What to do
Any picture in the data below gets skipped; print all the rest exactly.
■ ■ ■ ■ ■ ■ ■
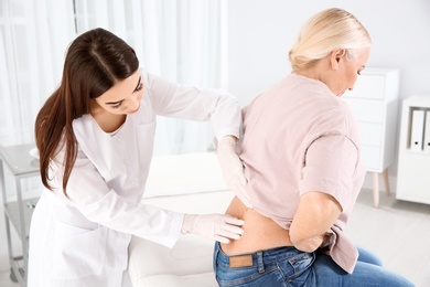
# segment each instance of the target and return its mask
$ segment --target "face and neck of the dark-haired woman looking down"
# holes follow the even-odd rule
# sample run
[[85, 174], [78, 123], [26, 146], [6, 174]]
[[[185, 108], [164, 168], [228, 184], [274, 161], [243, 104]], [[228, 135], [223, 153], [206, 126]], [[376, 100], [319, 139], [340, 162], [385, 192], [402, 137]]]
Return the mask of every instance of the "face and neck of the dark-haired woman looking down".
[[143, 82], [137, 71], [92, 99], [90, 114], [103, 130], [111, 132], [123, 124], [128, 114], [139, 110], [142, 97]]

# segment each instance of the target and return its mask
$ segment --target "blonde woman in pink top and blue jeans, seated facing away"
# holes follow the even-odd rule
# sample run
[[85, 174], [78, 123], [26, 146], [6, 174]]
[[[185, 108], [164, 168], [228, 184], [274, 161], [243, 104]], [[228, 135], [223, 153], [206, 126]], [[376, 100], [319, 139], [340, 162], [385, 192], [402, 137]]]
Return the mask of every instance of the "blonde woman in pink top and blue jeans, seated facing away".
[[365, 170], [341, 96], [354, 88], [370, 43], [347, 11], [315, 14], [289, 53], [292, 73], [244, 109], [248, 184], [237, 185], [226, 213], [243, 219], [245, 232], [215, 245], [219, 286], [412, 286], [343, 231]]

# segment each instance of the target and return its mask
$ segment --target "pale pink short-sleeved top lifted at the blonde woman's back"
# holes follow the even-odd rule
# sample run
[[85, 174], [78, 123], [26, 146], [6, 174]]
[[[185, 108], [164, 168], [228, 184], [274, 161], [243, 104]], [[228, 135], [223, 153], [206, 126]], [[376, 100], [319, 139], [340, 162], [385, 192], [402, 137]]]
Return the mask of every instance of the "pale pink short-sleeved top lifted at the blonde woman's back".
[[365, 170], [347, 105], [322, 82], [288, 75], [244, 108], [240, 157], [254, 209], [283, 228], [301, 194], [320, 191], [337, 200], [343, 212], [326, 251], [352, 273], [358, 252], [343, 230]]

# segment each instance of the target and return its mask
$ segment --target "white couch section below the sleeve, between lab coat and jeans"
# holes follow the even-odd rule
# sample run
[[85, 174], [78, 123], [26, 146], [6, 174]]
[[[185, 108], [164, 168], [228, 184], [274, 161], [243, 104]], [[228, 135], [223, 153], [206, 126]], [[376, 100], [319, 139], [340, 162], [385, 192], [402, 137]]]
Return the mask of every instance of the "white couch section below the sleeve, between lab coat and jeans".
[[196, 235], [181, 236], [171, 249], [135, 237], [130, 244], [130, 279], [135, 287], [217, 286], [213, 249], [214, 242]]

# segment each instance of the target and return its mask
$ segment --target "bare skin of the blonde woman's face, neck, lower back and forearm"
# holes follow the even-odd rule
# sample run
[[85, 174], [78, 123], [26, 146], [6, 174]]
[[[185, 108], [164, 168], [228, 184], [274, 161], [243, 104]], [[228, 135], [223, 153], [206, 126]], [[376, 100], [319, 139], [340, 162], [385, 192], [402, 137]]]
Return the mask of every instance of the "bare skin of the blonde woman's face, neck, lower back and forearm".
[[[369, 52], [369, 49], [364, 49], [357, 59], [348, 60], [346, 51], [338, 49], [298, 74], [321, 81], [336, 96], [342, 96], [347, 89], [354, 88]], [[333, 196], [323, 191], [307, 192], [300, 198], [290, 230], [283, 230], [271, 219], [248, 209], [238, 198], [232, 201], [226, 213], [245, 221], [243, 236], [229, 244], [222, 244], [222, 249], [227, 255], [279, 246], [294, 246], [300, 251], [313, 252], [326, 241], [326, 232], [341, 215], [342, 208]]]

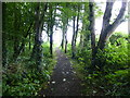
■ ■ ■ ■ ■ ■ ■
The completed task
# segment each instance of the target and return its mask
$ segment --target "face and neck of the dark-haired woman looking down"
# holes follow the even-odd rule
# sample run
[[85, 174], [78, 123], [26, 146], [6, 174]]
[[[185, 108], [164, 168], [228, 184], [274, 161], [243, 104]], [[228, 135], [223, 153], [206, 126]], [[376, 100], [319, 139], [340, 162], [385, 192], [402, 137]]]
Return the mask of every instance of the "face and neck of the dark-haired woman looking down".
[[143, 82], [137, 71], [92, 99], [90, 114], [103, 130], [111, 132], [123, 124], [128, 114], [139, 110], [142, 97]]

# segment each instance of the target and return its mask
$ segment --target "blonde woman in pink top and blue jeans, seated facing away"
# holes follow the even-odd rule
# sample run
[[85, 174], [78, 123], [26, 146], [6, 174]]
[[[185, 108], [164, 168], [228, 184], [274, 161], [243, 104]], [[228, 135], [223, 153], [206, 126]], [[376, 100], [319, 139], [340, 162], [385, 192], [402, 137]]]
Return the mask of every instance of the "blonde woman in pink top and blue jeans, seated facing away".
[[365, 170], [341, 96], [354, 88], [370, 43], [347, 11], [315, 14], [289, 53], [292, 73], [244, 109], [248, 184], [237, 185], [226, 213], [243, 219], [245, 232], [215, 245], [219, 286], [412, 286], [343, 231]]

# segment each instance of the target and return its mask
$ segment --target "pale pink short-sleeved top lifted at the blonde woman's back"
# holes follow the even-odd rule
# sample run
[[85, 174], [78, 123], [26, 146], [6, 174]]
[[[185, 108], [164, 168], [228, 184], [274, 161], [243, 104]], [[228, 135], [223, 153], [206, 126]], [[376, 100], [319, 139], [340, 162], [385, 192], [402, 137]]]
Return the mask of every instance of the "pale pink short-sleeved top lifted at the blonde woman's back".
[[365, 170], [347, 105], [322, 82], [288, 75], [244, 108], [240, 157], [254, 209], [283, 228], [301, 194], [320, 191], [337, 200], [343, 212], [326, 251], [352, 273], [358, 252], [343, 230]]

# segment each instance of the target and return its mask
$ segment --target "white couch section below the sleeve, between lab coat and jeans"
# holes follow the even-odd rule
# sample run
[[85, 174], [78, 123], [26, 146], [6, 174]]
[[[185, 108], [164, 168], [228, 184], [274, 161], [243, 104]], [[228, 135], [223, 153], [206, 126]], [[376, 100], [319, 139], [340, 162], [385, 192], [402, 137]]]
Return the mask of every instance of the "white couch section below the sleeve, between lab coat and jeans".
[[196, 235], [181, 236], [171, 249], [135, 237], [130, 244], [130, 279], [135, 287], [217, 286], [213, 249], [214, 242]]

# segment each instance of the target and return its mask
$ segment --target "bare skin of the blonde woman's face, neck, lower back and forearm"
# holes follow the even-odd rule
# sample run
[[85, 174], [78, 123], [26, 146], [6, 174]]
[[[185, 108], [164, 168], [228, 184], [274, 161], [243, 104]], [[228, 135], [223, 153], [206, 126]], [[376, 100], [319, 139], [340, 162], [385, 192], [402, 137]]]
Return the mask of every instance of the "bare skin of the blonde woman's face, neck, lower back and forearm".
[[[369, 52], [369, 49], [364, 49], [357, 59], [348, 60], [346, 51], [338, 49], [298, 74], [321, 81], [336, 96], [342, 96], [347, 89], [354, 88]], [[333, 196], [323, 191], [307, 192], [300, 198], [290, 230], [283, 230], [271, 219], [248, 209], [238, 198], [232, 201], [226, 213], [245, 221], [243, 236], [229, 244], [222, 244], [222, 249], [227, 255], [279, 246], [294, 246], [300, 251], [313, 252], [326, 241], [326, 232], [341, 215], [342, 208]]]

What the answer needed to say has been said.